* Excerpt provided
________

Henkin's straightforward, reserved prose strikes just the right tone, so that the story is touching, but never maudlin. He has a witty take on the singular world of writing workshops and the writer's struggle to create. Henkin also deftly tackles issues of class and family history, how those things can shape our lives and sometimes haunt us. A deeply felt story and an excellent read.

I wanted to like this more than I did 3
Matrimony is well written but the characters don't ring true. I almost gave up after a few chapters because the college kids' conversations seemed more suited to thirty-year-olds. Would 19 year olds Julian and Carter REALLY have been that inspired by John Cheever's work in 1987? Wouldn't more likely influences have been Raymond Carver, John Irving, Jay McInerney, or Brett Easton Ellis? I thought when the characters did get older in this book I would be more interested but it's just a mostly dreary account of the ups and downs of an ordinary marriage. The reason the two separate after many years of marriage seems implausible...you split up with a girlfriend or boyfriend over something like that, not your wife of six years or whatever it was. John Irving wrote a classic, much more memorable treatment of a would-be novelist and his academic wife in The World According to Garp almost thirty years ago, which I would recommend over this.

A quiet and successful novel4
In this book, Henkin deliberately steers away from dramatic effects and literary pyrotechnics. This is a quiet book in which few voices are raised even at moments where the reader would expect intensity of feeling. Julian and Mia, his central characters, navigate through life's difficulties as well as they know how. They cope with the hands that they are dealt - Julian's aloof investment-banker father, Mia's mother's death from breast cancer - mostly by hesitantly talking things through. In a key scene, when Mia reluctantly confesses to Julian an earlier infidelity, they simply talk. No dramatics here: In fact, Henkin writes, "There was so much more to say, but he had no idea what to tell her, and it seemed as likely that they'd spend the whole day locked in their bedroom in silence."

________

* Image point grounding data
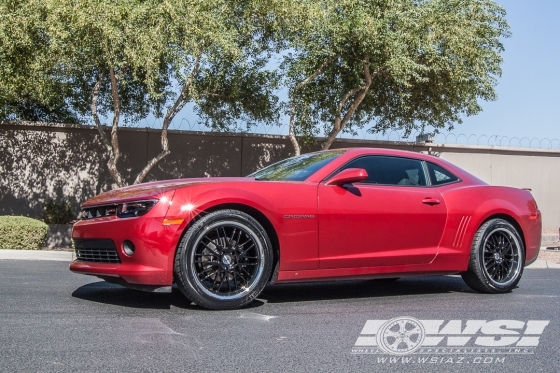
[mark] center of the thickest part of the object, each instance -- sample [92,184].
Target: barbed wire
[392,135]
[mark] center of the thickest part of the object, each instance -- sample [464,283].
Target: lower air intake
[99,251]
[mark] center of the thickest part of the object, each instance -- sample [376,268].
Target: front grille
[100,251]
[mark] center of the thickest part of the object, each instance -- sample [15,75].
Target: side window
[440,176]
[391,170]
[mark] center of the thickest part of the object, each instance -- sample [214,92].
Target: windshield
[296,168]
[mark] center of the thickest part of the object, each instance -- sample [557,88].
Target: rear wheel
[224,260]
[497,258]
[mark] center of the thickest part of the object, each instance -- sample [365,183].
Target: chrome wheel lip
[254,236]
[513,272]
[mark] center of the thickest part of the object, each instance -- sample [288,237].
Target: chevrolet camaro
[336,214]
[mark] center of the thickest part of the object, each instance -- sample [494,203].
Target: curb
[68,256]
[543,264]
[61,256]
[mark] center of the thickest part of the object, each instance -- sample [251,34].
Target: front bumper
[155,244]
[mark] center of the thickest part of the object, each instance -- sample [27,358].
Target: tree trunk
[171,112]
[340,122]
[292,129]
[113,146]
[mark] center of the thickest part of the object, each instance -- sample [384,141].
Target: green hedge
[21,233]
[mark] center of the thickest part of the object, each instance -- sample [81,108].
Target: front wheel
[224,260]
[497,258]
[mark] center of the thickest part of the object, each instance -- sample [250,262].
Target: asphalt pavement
[52,320]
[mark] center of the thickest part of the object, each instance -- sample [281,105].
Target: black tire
[224,260]
[387,280]
[497,258]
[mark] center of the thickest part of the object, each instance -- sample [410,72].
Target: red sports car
[336,214]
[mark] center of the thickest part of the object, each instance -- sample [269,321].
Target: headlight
[132,209]
[122,210]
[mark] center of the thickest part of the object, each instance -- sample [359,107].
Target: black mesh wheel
[497,258]
[224,260]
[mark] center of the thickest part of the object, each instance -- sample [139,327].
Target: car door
[393,218]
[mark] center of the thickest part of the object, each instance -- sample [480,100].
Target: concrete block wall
[41,162]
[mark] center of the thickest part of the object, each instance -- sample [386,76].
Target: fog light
[128,247]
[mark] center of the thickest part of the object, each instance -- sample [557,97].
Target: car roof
[351,153]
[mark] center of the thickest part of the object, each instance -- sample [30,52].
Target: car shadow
[107,293]
[354,289]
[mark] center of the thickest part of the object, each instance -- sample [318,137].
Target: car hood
[154,190]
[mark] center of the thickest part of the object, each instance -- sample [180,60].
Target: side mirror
[348,176]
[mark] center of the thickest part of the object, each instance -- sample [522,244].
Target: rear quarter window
[439,175]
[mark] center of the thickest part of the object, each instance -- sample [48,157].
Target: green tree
[403,64]
[126,59]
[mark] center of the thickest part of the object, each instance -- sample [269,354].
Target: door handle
[430,201]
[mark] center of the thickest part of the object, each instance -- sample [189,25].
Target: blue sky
[528,104]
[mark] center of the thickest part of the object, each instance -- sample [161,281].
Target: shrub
[21,233]
[58,213]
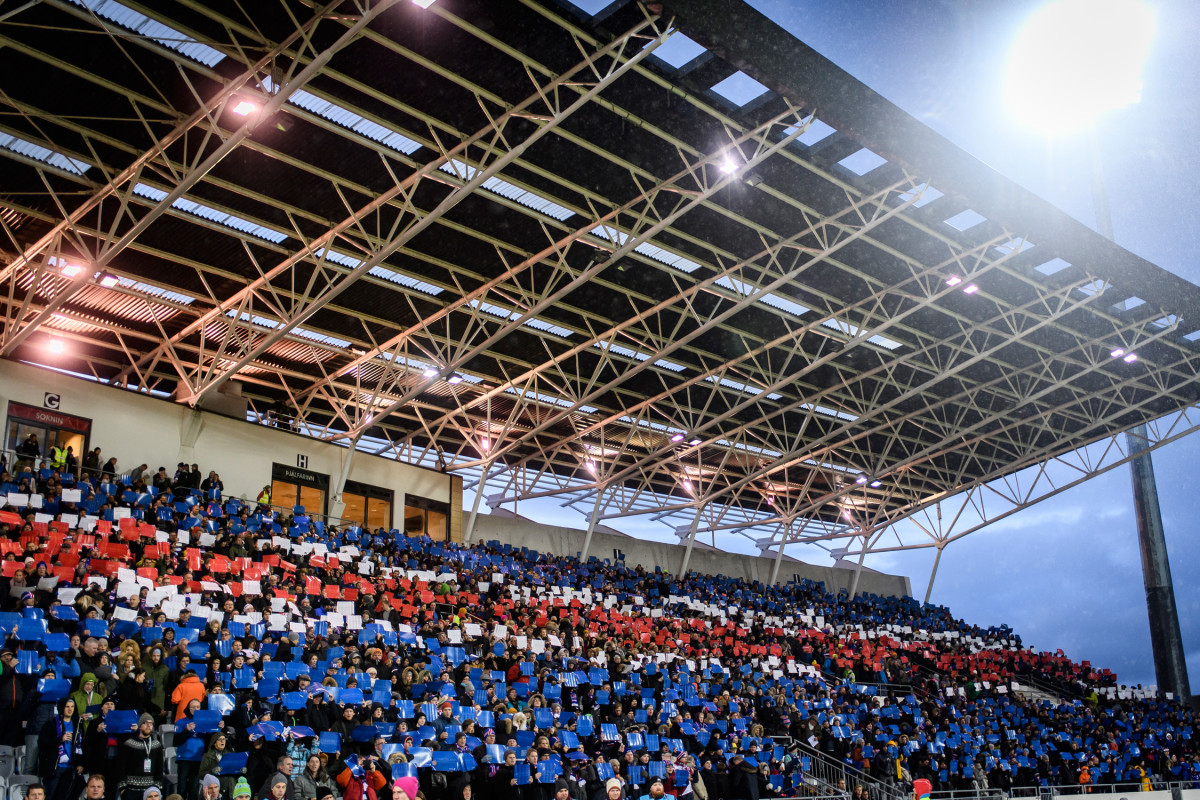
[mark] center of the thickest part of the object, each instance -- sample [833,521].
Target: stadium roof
[659,260]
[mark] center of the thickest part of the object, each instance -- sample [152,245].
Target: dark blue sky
[1066,573]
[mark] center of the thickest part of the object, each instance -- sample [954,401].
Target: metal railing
[829,771]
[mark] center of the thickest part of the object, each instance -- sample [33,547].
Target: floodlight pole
[1165,639]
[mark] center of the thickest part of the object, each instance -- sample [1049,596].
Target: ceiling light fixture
[245,107]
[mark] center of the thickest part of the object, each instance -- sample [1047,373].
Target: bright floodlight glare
[1077,60]
[245,108]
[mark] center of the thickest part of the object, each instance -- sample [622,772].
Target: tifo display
[160,636]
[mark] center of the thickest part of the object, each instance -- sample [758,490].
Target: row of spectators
[157,631]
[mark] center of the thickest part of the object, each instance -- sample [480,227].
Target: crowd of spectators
[159,636]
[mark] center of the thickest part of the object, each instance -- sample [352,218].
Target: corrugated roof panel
[504,313]
[45,155]
[168,37]
[348,119]
[213,215]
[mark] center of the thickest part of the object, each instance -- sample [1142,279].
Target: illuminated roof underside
[669,253]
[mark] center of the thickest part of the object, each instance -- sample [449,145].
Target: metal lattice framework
[545,251]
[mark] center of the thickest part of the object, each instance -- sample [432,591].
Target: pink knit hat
[408,786]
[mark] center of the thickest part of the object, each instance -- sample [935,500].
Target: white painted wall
[569,541]
[138,428]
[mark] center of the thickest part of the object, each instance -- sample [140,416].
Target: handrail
[1062,789]
[829,771]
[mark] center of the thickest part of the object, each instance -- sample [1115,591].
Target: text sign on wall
[48,417]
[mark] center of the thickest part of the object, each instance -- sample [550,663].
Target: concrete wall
[569,541]
[138,428]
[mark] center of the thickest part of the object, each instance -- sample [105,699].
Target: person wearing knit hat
[407,787]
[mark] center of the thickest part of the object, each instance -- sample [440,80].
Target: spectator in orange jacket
[190,689]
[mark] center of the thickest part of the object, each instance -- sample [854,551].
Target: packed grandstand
[172,639]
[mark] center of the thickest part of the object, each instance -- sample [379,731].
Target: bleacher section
[351,644]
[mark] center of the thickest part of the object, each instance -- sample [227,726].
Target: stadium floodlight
[1075,60]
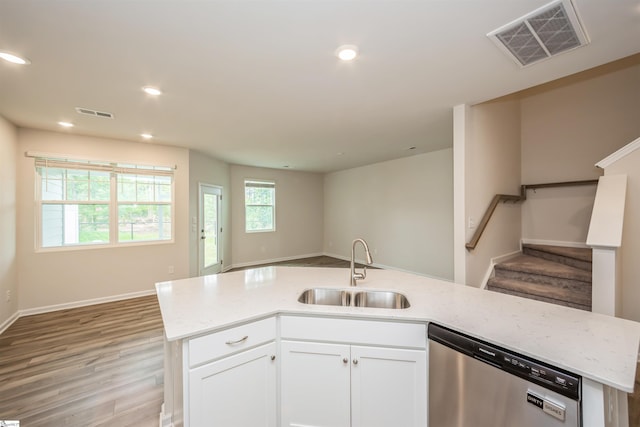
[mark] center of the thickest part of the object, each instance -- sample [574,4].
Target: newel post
[605,238]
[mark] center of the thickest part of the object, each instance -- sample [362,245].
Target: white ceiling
[258,83]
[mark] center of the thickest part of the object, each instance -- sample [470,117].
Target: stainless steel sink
[381,299]
[325,296]
[344,297]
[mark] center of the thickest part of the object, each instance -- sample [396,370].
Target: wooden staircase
[559,275]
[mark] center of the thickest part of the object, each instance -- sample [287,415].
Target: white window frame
[114,169]
[260,183]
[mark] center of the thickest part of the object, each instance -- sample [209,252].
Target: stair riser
[540,278]
[545,292]
[541,298]
[572,262]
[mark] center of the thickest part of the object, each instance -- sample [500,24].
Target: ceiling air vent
[90,112]
[541,34]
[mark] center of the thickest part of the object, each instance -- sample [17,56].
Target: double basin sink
[354,298]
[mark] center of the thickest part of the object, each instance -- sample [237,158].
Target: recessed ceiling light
[347,52]
[14,59]
[153,91]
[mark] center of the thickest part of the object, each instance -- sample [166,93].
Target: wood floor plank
[97,365]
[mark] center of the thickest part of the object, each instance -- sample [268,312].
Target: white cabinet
[388,387]
[231,378]
[343,385]
[315,384]
[237,391]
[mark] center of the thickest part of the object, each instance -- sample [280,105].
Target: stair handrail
[517,199]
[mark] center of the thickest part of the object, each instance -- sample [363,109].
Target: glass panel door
[209,247]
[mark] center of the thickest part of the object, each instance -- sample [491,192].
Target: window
[99,203]
[260,206]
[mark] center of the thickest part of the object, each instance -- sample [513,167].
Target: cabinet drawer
[231,340]
[366,332]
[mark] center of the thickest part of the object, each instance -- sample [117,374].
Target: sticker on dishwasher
[554,409]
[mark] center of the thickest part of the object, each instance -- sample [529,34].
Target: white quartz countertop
[599,347]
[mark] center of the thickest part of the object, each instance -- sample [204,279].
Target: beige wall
[55,278]
[492,166]
[8,262]
[299,217]
[567,127]
[206,170]
[402,208]
[630,166]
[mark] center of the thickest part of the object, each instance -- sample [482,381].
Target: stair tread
[581,254]
[580,296]
[534,265]
[586,307]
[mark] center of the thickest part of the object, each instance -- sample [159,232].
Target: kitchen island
[602,349]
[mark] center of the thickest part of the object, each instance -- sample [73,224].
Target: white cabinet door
[388,387]
[314,387]
[237,391]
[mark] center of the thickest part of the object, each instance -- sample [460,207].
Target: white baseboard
[84,303]
[555,243]
[492,263]
[5,325]
[269,261]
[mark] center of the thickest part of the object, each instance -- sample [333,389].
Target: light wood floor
[92,366]
[102,365]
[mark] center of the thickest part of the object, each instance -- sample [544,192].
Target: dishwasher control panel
[553,378]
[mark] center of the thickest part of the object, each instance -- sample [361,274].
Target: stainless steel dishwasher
[476,384]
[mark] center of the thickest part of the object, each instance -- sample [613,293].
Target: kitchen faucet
[358,276]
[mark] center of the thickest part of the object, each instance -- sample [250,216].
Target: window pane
[73,224]
[259,218]
[100,189]
[144,222]
[259,196]
[77,185]
[52,183]
[144,188]
[126,188]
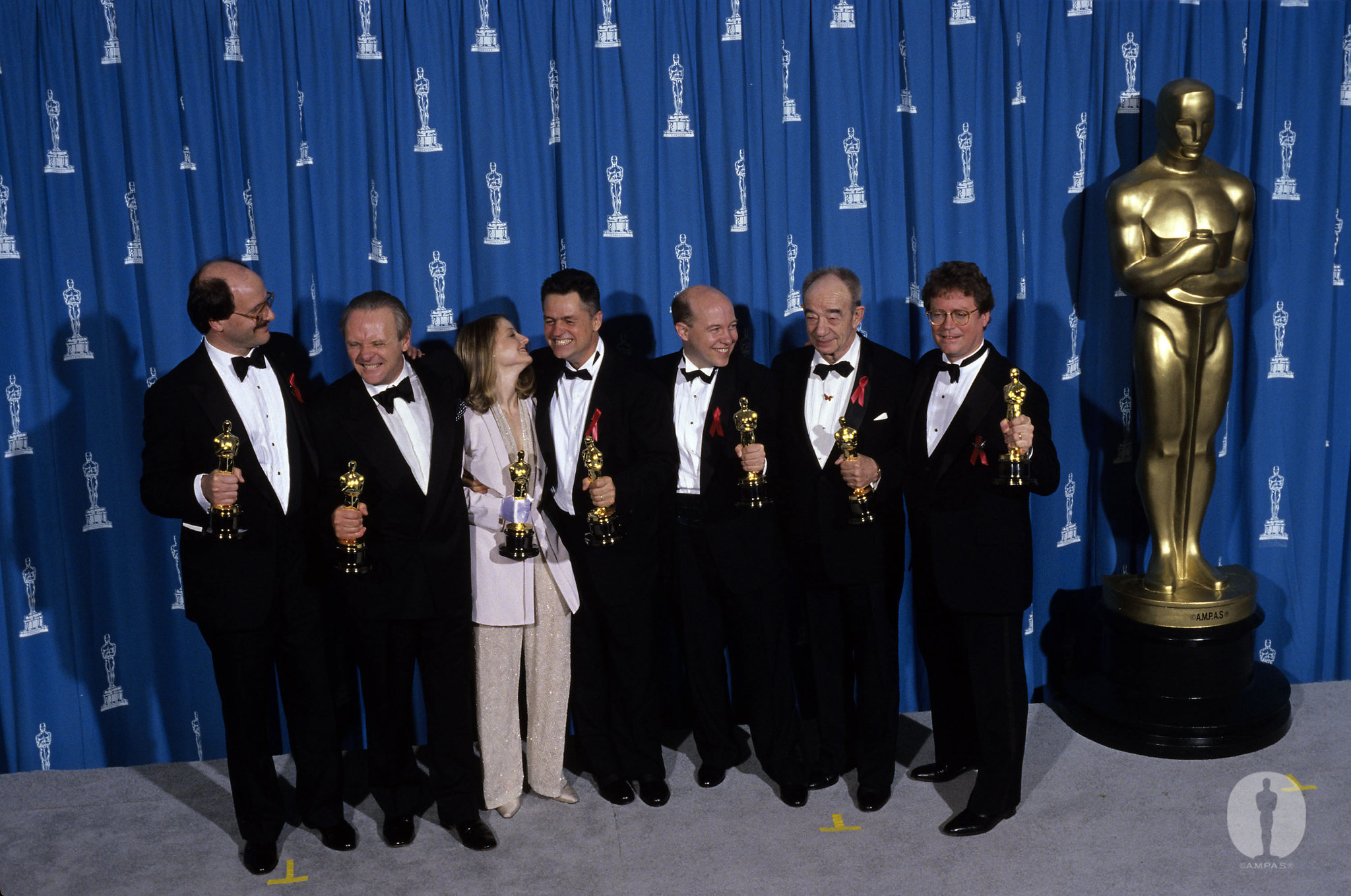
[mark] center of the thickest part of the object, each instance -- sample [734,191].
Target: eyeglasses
[257,314]
[958,317]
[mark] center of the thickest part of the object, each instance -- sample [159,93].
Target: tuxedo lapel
[718,421]
[443,411]
[796,439]
[916,409]
[984,393]
[864,386]
[361,419]
[546,384]
[215,401]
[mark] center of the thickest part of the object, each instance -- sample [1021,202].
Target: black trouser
[856,661]
[250,666]
[750,624]
[443,652]
[978,694]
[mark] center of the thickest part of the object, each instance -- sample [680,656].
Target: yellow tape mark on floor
[1299,787]
[291,875]
[839,825]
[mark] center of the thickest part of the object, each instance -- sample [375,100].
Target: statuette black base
[1012,473]
[520,541]
[224,524]
[754,494]
[1166,691]
[352,558]
[602,529]
[858,512]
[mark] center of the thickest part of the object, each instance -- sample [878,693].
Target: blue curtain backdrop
[139,136]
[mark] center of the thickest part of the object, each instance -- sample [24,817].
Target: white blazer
[504,589]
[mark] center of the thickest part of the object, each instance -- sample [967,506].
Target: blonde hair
[476,345]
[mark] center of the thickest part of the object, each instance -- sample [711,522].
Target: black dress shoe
[341,837]
[937,772]
[821,781]
[654,792]
[476,834]
[617,792]
[970,822]
[871,799]
[399,830]
[711,775]
[260,857]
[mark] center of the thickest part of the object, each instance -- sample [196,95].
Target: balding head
[706,324]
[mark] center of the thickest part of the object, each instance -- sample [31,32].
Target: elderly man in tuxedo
[973,544]
[585,388]
[849,574]
[728,559]
[399,421]
[253,597]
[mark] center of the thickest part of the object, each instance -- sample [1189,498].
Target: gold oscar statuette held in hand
[520,536]
[754,490]
[848,442]
[1014,463]
[352,553]
[224,518]
[602,525]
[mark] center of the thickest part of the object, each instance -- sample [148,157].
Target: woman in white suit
[522,608]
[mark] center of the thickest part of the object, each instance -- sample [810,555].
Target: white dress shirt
[410,425]
[691,400]
[263,408]
[568,420]
[947,397]
[826,401]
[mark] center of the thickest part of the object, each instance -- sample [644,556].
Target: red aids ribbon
[857,398]
[977,452]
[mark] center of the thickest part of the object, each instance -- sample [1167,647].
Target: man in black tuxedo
[849,574]
[399,421]
[588,389]
[973,544]
[728,560]
[253,598]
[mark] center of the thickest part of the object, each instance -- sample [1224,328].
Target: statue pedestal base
[1166,690]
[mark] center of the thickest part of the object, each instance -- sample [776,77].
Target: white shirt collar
[402,377]
[594,362]
[687,365]
[852,355]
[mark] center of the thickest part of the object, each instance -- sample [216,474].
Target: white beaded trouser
[545,649]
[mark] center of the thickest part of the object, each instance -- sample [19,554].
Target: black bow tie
[842,367]
[954,370]
[385,397]
[243,362]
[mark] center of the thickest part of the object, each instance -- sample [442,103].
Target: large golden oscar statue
[1181,227]
[1165,664]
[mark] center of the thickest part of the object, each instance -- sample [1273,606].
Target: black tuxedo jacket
[976,536]
[228,585]
[745,541]
[638,448]
[813,500]
[416,545]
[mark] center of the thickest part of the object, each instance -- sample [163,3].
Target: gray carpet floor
[1092,821]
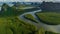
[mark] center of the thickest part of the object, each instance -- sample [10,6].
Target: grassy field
[11,24]
[51,18]
[30,17]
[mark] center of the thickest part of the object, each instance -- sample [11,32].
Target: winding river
[52,28]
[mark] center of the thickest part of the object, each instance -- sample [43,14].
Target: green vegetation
[30,17]
[47,32]
[51,18]
[11,24]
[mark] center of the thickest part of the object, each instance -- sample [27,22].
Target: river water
[52,28]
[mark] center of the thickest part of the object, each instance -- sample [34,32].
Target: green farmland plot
[51,18]
[30,17]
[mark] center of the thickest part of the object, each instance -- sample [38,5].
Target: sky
[29,0]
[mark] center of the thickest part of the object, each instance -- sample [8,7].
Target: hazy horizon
[29,0]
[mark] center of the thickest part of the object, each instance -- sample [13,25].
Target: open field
[12,25]
[30,17]
[51,18]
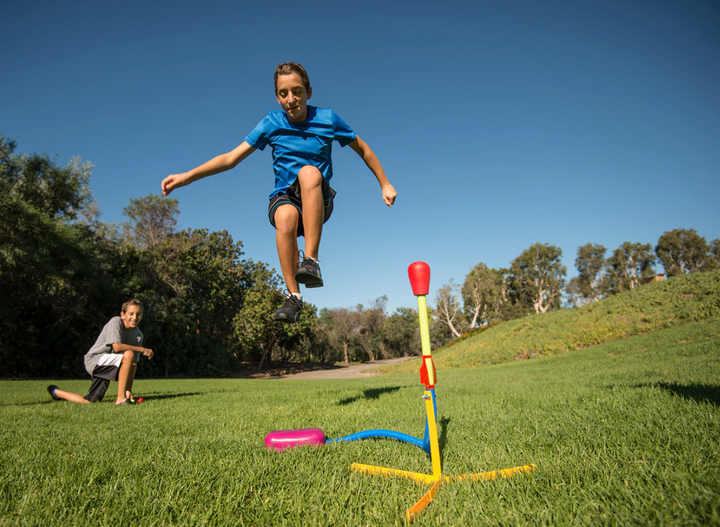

________

* What the task requires
Pick up the reviews of Henkin's novel Matrimony after their last sentence and keep writing them.

* Result of this task
But in his quiet way, Henkin builds his characters slowly and incrementally, letting them speak for themselves and permitting them to develop over the course of nearly two decades of life. Julian and Mia become real people that the reader begins to know well as they grow naturally from a college-dorm infatuation to a certain mid-thirties maturity. In a way, Henkin has made a more audacious choice in permitting his novel to proceed in this fashion rather than in a noisier manner. Henkin is writing a novel that is at least in part a novel about how to write a novel, and Julian, plagued by writer's block, seems to an extent a stand-in for the author. In crafting this novel, Henkin is implicitly showing us the choices Julian has made. He successfully avoids the trap of boring his readers with countless domestic specifics; instead, those same details of clothing, popular tunes, dormitory furnishings, and the like serve to make Julian and Mia more credible.